Present the entries below as a numbered list, skipping any blank lines.
START
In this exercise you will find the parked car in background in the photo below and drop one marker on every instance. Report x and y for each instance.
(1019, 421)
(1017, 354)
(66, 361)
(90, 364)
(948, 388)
END
**The solution**
1. In this exercise you will find the parked car in background in the photo below and drop one marker on every instance. Report x and y for each instance.
2. (1019, 421)
3. (1017, 354)
4. (66, 361)
5. (90, 364)
6. (948, 388)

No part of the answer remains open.